* Short exercise *
Reproduce the lines word for word, from the line containing "In the picture below, where can the black" up to and including the final line.

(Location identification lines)
╔══

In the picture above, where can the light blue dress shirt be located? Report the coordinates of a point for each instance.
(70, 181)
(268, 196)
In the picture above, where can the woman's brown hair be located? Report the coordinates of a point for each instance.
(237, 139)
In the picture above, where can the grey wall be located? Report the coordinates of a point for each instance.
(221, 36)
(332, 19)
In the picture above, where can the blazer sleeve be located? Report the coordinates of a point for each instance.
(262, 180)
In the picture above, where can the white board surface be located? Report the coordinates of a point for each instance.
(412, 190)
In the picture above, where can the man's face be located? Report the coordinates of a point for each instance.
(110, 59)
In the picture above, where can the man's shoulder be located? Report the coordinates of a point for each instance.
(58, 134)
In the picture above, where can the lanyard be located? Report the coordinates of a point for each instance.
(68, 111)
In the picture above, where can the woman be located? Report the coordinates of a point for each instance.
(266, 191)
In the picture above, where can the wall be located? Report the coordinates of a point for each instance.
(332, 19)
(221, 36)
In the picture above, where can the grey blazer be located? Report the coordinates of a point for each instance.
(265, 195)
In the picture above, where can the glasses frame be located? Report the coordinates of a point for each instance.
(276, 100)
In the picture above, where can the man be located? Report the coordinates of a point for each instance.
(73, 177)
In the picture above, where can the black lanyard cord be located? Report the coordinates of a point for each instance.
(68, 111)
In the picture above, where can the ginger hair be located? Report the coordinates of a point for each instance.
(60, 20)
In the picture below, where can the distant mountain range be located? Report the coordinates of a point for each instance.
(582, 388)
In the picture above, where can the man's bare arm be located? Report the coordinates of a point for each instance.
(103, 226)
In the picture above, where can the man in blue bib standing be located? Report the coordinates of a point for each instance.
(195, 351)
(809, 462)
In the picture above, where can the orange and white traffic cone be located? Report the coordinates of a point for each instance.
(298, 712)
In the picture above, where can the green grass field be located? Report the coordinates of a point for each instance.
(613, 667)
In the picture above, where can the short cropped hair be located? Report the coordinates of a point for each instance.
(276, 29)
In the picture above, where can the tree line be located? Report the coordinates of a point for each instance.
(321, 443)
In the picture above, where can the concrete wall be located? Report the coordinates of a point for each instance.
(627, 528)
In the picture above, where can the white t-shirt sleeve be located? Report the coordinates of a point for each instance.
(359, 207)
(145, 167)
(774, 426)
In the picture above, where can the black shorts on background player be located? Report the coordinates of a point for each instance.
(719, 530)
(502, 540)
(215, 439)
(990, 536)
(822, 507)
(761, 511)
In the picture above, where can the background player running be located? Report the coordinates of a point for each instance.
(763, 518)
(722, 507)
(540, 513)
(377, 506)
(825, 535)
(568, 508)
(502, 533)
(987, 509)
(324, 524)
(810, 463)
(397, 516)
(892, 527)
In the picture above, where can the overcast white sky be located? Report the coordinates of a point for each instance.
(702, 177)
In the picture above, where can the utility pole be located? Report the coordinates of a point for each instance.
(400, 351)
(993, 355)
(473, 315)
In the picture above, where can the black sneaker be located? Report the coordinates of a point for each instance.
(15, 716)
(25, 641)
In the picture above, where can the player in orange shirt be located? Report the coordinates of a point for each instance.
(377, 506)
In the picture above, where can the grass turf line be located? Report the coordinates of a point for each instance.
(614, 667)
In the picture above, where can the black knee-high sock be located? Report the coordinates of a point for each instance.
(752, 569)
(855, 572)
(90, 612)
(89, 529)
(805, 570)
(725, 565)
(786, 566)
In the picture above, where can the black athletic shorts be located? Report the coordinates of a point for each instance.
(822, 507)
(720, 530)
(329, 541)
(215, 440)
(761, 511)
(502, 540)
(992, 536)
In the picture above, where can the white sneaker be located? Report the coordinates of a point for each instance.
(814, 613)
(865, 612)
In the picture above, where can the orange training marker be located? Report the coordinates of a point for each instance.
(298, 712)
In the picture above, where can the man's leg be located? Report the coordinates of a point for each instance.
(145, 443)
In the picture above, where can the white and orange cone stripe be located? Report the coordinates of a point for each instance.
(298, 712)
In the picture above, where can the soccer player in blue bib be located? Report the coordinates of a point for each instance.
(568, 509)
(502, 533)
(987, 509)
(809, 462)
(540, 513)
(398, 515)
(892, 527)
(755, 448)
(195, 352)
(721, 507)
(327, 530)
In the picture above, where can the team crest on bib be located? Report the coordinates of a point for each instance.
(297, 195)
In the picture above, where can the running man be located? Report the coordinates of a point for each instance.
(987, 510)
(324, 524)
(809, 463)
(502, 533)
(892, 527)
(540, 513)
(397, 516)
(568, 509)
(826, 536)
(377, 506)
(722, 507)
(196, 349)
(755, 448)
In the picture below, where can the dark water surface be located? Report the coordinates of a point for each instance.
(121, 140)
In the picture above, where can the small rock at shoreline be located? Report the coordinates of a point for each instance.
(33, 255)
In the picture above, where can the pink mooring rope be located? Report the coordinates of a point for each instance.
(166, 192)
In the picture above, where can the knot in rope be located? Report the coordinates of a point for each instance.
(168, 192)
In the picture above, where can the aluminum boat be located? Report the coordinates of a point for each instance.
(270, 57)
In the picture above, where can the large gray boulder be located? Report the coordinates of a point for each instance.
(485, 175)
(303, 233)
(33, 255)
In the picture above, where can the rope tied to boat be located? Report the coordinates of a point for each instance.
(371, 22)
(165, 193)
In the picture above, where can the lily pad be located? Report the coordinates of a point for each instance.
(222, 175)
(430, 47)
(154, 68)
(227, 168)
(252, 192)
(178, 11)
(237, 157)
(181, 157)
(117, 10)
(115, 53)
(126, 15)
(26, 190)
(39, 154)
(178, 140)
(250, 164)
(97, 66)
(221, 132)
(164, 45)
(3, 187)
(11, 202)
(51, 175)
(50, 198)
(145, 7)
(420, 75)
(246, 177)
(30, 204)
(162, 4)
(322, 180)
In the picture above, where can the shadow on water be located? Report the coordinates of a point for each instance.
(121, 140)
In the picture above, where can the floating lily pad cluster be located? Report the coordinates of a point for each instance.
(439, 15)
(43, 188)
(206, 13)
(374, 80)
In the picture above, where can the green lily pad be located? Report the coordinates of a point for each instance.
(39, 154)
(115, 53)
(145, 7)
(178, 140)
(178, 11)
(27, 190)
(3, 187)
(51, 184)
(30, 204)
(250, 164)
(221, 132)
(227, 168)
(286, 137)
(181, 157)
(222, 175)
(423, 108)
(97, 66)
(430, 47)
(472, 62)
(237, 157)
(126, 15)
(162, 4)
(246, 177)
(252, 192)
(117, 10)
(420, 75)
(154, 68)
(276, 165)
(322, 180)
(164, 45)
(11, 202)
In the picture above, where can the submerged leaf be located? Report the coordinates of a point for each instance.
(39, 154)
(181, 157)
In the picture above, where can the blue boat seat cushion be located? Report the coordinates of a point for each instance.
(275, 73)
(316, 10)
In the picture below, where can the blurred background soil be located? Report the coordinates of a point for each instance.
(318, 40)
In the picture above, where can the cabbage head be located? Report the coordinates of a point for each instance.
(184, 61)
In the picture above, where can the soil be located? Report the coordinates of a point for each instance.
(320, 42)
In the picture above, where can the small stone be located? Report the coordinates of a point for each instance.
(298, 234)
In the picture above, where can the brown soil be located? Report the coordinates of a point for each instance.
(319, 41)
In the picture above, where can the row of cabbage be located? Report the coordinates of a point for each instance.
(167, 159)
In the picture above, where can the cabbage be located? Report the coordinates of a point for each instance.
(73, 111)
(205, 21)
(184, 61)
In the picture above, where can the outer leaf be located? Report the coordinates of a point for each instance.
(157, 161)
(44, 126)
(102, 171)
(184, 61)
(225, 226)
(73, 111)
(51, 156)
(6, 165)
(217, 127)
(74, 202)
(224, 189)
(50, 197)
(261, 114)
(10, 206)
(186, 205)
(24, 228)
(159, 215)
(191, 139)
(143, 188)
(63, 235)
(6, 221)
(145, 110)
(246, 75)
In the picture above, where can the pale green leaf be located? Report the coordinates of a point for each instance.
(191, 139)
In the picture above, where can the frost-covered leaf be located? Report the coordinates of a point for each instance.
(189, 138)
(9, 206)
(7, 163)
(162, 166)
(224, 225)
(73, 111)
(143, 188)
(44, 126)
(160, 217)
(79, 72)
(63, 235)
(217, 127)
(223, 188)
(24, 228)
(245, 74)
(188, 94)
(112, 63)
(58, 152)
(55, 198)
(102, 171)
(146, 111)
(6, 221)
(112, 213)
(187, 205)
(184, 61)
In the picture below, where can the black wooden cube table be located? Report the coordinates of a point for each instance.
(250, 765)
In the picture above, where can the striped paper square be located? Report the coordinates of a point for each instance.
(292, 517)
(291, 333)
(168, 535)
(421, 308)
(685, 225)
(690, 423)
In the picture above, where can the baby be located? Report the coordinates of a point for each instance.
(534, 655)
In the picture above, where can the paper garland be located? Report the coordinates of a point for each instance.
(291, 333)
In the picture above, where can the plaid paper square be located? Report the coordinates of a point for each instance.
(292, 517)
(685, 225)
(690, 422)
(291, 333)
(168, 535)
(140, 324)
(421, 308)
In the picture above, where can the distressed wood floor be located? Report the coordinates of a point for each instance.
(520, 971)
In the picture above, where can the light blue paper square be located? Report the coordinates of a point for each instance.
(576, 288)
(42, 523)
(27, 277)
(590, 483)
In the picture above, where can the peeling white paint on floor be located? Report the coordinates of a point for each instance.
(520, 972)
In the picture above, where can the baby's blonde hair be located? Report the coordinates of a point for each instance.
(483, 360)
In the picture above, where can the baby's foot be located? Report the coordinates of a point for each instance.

╚══

* Result for this task *
In the picture below, where can the black wooden cube table be located? Report the coordinates of a point for each instance.
(250, 765)
In the picture above, where can the striped paper square be located? Report the coordinates of a point for each instance.
(292, 517)
(291, 333)
(168, 535)
(421, 308)
(685, 225)
(690, 423)
In the picture above, where can the baby be located? Report the coordinates of a point for each instance.
(534, 655)
In the picture above, where can the paper garland be located? Report the coordinates of a point for each instance.
(291, 333)
In the picture above, where can the plaid paper square be located? Report the coordinates of a point for each instance.
(292, 517)
(685, 225)
(690, 422)
(291, 333)
(168, 535)
(140, 324)
(421, 308)
In the picture above, where can the distressed wood floor be located? Report the coordinates of a point for each instance.
(520, 971)
In the picture above, where can the light blue paper square be located? Report the coordinates of a point for each instance.
(576, 288)
(42, 523)
(27, 277)
(590, 483)
In the picture above, where can the peeling white paint on floor be located? Report the coordinates of a point for each instance.
(520, 972)
In the picture above, where can the baby's blonde hair be located? Report the coordinates of a point for each instance.
(483, 360)
In the picture above, where can the baby's foot be located? Report the coordinates of a point for each instance.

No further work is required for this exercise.